Stated goal: Locate each line in the records that contains the word "tank", and copy those lines in full.

--- START ---

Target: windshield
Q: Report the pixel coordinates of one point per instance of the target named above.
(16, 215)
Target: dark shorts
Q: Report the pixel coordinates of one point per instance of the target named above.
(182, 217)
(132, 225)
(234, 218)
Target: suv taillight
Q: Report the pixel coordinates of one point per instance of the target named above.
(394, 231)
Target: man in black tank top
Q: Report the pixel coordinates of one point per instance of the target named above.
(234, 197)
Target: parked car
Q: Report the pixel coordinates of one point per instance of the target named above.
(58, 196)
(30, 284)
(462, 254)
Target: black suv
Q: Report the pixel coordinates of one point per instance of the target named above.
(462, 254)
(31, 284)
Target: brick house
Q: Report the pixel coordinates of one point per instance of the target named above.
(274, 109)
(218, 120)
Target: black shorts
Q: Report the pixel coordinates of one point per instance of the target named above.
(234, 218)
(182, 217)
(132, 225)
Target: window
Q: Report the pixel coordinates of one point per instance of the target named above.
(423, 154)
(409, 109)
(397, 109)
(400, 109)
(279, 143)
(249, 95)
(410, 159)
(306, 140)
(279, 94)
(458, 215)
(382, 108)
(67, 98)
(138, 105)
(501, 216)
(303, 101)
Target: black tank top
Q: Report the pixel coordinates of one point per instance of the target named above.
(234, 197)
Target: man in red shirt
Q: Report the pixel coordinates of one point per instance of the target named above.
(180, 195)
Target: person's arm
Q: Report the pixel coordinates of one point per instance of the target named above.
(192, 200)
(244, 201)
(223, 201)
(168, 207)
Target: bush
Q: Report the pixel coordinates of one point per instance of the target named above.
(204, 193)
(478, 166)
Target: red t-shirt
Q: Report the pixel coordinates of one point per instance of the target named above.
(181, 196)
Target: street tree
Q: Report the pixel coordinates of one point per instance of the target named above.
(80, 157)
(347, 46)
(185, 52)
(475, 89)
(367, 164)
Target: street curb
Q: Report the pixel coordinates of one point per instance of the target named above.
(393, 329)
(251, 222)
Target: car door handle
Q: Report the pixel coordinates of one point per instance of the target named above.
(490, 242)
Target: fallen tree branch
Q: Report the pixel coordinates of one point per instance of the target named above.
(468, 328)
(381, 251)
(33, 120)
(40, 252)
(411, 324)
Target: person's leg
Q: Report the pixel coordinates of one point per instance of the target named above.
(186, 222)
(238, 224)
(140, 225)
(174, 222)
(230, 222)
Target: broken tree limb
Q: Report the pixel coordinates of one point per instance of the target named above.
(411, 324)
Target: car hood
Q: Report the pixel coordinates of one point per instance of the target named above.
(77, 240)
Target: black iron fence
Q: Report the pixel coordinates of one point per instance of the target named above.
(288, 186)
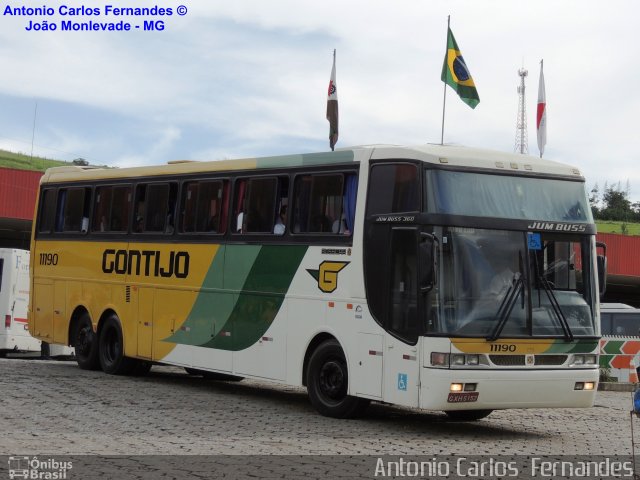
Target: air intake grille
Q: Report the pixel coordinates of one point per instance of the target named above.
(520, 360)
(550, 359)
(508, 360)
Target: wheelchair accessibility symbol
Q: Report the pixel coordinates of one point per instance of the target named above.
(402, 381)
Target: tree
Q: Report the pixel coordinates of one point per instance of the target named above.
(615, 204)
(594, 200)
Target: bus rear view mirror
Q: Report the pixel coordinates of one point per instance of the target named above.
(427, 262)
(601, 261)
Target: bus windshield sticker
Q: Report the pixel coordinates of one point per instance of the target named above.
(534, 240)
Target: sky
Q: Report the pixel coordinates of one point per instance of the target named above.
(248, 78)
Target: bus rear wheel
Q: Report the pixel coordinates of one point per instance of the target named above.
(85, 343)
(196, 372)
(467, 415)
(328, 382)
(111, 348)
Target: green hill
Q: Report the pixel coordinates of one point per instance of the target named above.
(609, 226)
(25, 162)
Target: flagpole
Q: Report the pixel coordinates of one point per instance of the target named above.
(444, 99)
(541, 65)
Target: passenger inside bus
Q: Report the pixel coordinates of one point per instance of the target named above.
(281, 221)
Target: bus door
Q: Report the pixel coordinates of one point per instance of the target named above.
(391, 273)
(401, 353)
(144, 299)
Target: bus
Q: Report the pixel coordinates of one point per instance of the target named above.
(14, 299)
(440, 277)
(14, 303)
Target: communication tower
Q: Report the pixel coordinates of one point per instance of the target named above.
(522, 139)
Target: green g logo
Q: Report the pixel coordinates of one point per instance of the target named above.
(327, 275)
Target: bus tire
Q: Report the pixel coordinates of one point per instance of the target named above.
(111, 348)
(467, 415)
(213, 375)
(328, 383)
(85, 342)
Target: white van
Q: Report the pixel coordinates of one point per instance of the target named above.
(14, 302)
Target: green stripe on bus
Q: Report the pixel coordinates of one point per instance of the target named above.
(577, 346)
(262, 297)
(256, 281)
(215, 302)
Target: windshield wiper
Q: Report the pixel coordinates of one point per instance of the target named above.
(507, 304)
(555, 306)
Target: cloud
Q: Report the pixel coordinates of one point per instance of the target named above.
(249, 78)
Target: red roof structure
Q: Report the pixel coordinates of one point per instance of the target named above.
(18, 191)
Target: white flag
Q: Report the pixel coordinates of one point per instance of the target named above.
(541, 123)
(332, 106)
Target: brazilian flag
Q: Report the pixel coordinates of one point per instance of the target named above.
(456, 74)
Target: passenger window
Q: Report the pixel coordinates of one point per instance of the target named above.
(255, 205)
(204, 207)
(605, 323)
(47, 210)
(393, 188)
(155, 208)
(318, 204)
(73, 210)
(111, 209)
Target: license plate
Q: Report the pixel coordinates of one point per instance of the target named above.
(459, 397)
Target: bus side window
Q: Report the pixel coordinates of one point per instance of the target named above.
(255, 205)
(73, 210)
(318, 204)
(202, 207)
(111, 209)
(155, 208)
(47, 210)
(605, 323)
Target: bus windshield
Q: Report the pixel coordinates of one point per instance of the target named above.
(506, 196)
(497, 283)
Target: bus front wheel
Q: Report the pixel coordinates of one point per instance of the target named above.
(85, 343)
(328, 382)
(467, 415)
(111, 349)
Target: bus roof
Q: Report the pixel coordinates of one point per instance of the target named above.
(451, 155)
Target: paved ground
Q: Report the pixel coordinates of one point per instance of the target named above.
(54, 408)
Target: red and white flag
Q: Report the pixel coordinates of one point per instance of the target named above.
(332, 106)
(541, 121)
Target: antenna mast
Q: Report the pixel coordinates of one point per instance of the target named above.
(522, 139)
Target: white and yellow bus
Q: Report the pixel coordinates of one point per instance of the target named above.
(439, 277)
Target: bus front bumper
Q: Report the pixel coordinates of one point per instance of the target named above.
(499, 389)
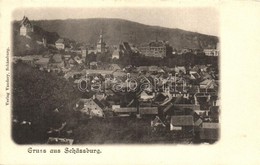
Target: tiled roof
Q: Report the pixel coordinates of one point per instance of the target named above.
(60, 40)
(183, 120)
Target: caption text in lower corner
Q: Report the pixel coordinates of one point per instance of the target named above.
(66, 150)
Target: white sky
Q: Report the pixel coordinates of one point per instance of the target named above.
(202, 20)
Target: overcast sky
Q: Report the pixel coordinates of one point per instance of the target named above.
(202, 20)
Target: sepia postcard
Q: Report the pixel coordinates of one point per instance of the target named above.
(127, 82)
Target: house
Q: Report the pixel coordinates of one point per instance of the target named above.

--- END ---
--- START ---

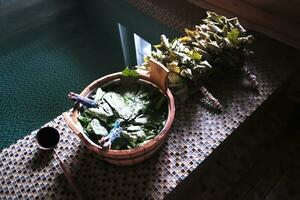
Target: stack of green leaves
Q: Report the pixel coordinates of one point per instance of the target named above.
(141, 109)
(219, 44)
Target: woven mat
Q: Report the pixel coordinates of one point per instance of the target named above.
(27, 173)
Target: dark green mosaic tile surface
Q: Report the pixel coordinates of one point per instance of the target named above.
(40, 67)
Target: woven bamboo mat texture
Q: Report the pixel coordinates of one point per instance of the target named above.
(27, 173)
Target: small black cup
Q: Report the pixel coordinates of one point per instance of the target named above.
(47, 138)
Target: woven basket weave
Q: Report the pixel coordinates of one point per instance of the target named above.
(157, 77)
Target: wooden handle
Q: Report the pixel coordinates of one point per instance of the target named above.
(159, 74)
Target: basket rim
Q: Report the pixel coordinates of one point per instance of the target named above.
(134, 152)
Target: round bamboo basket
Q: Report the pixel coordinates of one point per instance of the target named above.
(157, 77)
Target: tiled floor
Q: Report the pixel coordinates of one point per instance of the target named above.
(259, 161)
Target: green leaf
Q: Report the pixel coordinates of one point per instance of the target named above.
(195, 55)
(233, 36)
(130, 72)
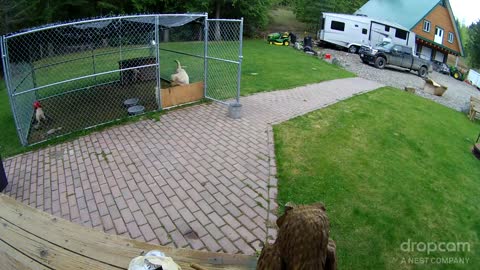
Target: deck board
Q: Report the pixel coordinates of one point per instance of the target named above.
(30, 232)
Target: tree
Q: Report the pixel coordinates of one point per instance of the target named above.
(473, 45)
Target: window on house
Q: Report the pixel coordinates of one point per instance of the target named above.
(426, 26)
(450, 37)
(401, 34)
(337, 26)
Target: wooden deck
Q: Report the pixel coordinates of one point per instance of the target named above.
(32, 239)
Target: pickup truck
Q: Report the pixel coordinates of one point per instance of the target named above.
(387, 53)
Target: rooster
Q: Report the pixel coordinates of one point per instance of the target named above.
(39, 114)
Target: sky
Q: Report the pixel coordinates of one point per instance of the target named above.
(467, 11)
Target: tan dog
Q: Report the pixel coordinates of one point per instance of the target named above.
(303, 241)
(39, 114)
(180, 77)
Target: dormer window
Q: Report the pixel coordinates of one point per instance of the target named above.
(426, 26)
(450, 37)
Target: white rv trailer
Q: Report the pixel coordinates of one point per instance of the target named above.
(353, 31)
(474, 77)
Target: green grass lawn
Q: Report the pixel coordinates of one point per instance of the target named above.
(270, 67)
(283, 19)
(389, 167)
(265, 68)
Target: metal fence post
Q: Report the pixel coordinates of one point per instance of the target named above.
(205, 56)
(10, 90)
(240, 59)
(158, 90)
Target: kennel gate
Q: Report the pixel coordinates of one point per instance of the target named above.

--- END ---

Complete answer:
Target: man in black tank top
Target: black tank top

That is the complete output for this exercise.